## START Data in this exercise

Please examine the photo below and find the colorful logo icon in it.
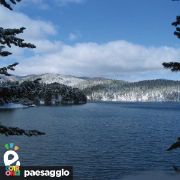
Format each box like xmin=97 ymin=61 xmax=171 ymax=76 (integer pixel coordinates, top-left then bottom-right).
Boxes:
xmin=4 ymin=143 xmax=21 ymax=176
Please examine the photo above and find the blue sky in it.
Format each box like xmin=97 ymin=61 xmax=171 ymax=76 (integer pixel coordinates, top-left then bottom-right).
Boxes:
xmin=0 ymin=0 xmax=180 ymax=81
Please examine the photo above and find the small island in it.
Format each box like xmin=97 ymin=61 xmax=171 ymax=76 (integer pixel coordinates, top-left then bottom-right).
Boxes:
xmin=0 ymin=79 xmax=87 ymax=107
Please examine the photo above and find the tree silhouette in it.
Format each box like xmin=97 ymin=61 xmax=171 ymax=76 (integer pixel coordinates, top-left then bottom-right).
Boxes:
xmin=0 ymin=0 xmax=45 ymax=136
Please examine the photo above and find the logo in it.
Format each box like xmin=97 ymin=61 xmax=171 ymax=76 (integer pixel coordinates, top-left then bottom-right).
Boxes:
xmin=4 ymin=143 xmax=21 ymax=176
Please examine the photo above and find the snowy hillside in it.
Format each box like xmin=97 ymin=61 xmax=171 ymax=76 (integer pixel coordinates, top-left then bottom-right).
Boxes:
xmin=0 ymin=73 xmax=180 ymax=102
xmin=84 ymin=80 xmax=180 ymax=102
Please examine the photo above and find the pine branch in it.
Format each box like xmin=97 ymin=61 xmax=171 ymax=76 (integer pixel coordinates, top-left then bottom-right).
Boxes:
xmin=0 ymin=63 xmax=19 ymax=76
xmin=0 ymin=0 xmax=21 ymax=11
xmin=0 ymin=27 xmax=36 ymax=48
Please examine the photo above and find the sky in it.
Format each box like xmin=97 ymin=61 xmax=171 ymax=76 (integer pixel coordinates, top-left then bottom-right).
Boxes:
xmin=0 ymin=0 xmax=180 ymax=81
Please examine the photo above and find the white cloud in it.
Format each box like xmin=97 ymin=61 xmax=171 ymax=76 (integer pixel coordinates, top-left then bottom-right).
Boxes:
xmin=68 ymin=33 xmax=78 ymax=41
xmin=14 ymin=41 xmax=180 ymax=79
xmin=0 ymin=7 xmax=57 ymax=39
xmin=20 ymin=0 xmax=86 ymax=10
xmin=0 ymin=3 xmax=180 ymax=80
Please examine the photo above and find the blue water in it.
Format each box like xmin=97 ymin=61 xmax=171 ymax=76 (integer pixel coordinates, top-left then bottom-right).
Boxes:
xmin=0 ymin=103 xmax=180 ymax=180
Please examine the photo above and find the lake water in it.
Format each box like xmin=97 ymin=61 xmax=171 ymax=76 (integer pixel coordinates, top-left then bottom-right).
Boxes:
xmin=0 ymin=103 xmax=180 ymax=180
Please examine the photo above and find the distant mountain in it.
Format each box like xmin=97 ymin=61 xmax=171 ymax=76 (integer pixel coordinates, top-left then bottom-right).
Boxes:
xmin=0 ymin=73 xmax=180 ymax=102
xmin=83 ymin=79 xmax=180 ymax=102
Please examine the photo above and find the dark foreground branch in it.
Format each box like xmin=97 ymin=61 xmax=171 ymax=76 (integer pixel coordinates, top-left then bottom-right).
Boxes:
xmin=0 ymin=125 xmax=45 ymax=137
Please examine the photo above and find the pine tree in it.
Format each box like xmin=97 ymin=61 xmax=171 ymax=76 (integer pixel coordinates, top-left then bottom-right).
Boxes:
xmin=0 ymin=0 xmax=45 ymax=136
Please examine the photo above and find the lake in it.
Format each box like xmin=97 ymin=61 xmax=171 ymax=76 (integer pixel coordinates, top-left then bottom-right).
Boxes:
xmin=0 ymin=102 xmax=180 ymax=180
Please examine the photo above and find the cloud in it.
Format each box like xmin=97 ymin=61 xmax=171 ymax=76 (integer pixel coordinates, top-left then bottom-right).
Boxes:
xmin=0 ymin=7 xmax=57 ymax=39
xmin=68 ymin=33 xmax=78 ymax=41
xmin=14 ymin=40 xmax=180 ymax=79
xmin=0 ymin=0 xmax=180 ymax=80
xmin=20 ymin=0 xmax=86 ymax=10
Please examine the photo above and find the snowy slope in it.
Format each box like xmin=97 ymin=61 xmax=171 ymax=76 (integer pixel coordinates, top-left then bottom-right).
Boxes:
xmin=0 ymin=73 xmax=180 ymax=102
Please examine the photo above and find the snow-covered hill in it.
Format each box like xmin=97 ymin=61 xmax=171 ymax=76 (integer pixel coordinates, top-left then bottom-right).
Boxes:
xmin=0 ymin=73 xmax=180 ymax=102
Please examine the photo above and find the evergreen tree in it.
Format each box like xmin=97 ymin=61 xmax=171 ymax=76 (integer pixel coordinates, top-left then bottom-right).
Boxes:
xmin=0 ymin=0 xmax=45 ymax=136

## END Data in this exercise

* [What to do]
Please arrange all the rows above as a two-column CSV headed request and answer, with one line per request. Put each request's text and its answer in separate quoted fields, turn line breaks into spaces, and leave the pictures out.

* [Complete response]
request,answer
"Please examine the photo below and find the colorful logo icon in it. Format each box like xmin=97 ymin=61 xmax=171 ymax=76 (integer pixel coordinates, top-left then bottom-right). Boxes:","xmin=4 ymin=143 xmax=21 ymax=176"
"Please examine the photo above and find the blue sky in it. Format each box like xmin=97 ymin=61 xmax=171 ymax=76 (integer pixel coordinates, top-left then bottom-right). Boxes:","xmin=0 ymin=0 xmax=180 ymax=81"
"Please examine the photo above and find the small island in it. Format each box like xmin=97 ymin=61 xmax=171 ymax=76 (integer pixel coordinates, top-left then bottom-right). Boxes:","xmin=0 ymin=79 xmax=87 ymax=107"
"Please examine the photo above and find the tree silhouette in it. Format each box like xmin=97 ymin=61 xmax=171 ymax=76 (integer pixel coordinates, top-left then bottom-right). Boxes:","xmin=0 ymin=0 xmax=45 ymax=136"
"Please examine the photo above and find the logo in it. Format each box like xmin=97 ymin=61 xmax=171 ymax=76 (integer pixel coordinates, top-left then bottom-right). Boxes:","xmin=4 ymin=143 xmax=21 ymax=176"
"Please examine the photo above and find the snowy hillside in it. Format each box like xmin=97 ymin=61 xmax=171 ymax=76 (integer pixel coordinates, top-left then bottom-right). Boxes:","xmin=0 ymin=73 xmax=180 ymax=102 xmin=84 ymin=80 xmax=180 ymax=102"
"Please examine the photo above and find the pine branch in it. Format each box like xmin=97 ymin=61 xmax=171 ymax=76 (integer pixel coordinates, top-left then bottom-right). Boxes:","xmin=0 ymin=63 xmax=19 ymax=76 xmin=0 ymin=0 xmax=21 ymax=11 xmin=0 ymin=27 xmax=36 ymax=48"
"Please examine the photo above and find the sky in it. Format each box like xmin=97 ymin=61 xmax=171 ymax=76 (integer pixel coordinates, top-left then bottom-right). Boxes:","xmin=0 ymin=0 xmax=180 ymax=81"
"Please examine the photo above and find the white cloud in it. Format each box like xmin=97 ymin=61 xmax=171 ymax=76 (integer pixel coordinates, top-left then bottom-right). Boxes:","xmin=68 ymin=33 xmax=78 ymax=41 xmin=14 ymin=41 xmax=180 ymax=79 xmin=0 ymin=7 xmax=57 ymax=39 xmin=20 ymin=0 xmax=86 ymax=10 xmin=0 ymin=3 xmax=180 ymax=80"
"Please examine the photo above and find the blue water in it. Format each box like xmin=97 ymin=61 xmax=171 ymax=76 (integer pixel coordinates, top-left then bottom-right). Boxes:","xmin=0 ymin=103 xmax=180 ymax=180"
"Please examine the photo above and find the lake water in it. Format each box like xmin=97 ymin=61 xmax=171 ymax=76 (integer pixel coordinates, top-left then bottom-right). Boxes:","xmin=0 ymin=103 xmax=180 ymax=180"
"Please examine the photo above and find the distant mountain in it. Format each box like xmin=97 ymin=61 xmax=171 ymax=76 (integer pixel coordinates, top-left then bottom-right). Boxes:","xmin=0 ymin=73 xmax=180 ymax=102 xmin=83 ymin=79 xmax=180 ymax=102"
"Please examine the photo above and find the dark foreground branch in it. Format each box like xmin=97 ymin=61 xmax=171 ymax=76 (integer pixel coordinates, top-left then bottom-right). Boxes:","xmin=0 ymin=125 xmax=45 ymax=137"
"Please examine the photo above and find the pine tree in it. Format each box like xmin=97 ymin=61 xmax=171 ymax=76 (integer pixel coordinates, top-left then bottom-right). Boxes:","xmin=0 ymin=0 xmax=45 ymax=136"
"Please examine the photo above and find the lake in it. Format each box like xmin=97 ymin=61 xmax=171 ymax=76 (integer pixel coordinates, top-left then bottom-right). Boxes:","xmin=0 ymin=102 xmax=180 ymax=180"
"Please examine the photo above and find the cloud in it. Format each box like xmin=97 ymin=61 xmax=171 ymax=76 (integer pixel coordinates, top-left then bottom-right). Boxes:","xmin=0 ymin=7 xmax=57 ymax=39 xmin=68 ymin=33 xmax=78 ymax=41 xmin=14 ymin=40 xmax=180 ymax=79 xmin=0 ymin=0 xmax=180 ymax=80 xmin=20 ymin=0 xmax=86 ymax=10"
"Please examine the photo above and find the snowy slope in it. Format each box like xmin=97 ymin=61 xmax=171 ymax=76 (integer pixel coordinates, top-left then bottom-right). Boxes:","xmin=0 ymin=73 xmax=180 ymax=102"
"Please examine the photo above and find the snow-covered hill in it. Format each box like xmin=97 ymin=61 xmax=171 ymax=76 (integer pixel coordinates, top-left then bottom-right). Boxes:","xmin=0 ymin=73 xmax=180 ymax=102"
"Please examine the photo above and find the evergreen tree in it. Format each box like xmin=97 ymin=61 xmax=171 ymax=76 (integer pixel coordinates, top-left then bottom-right). Boxes:","xmin=0 ymin=0 xmax=45 ymax=136"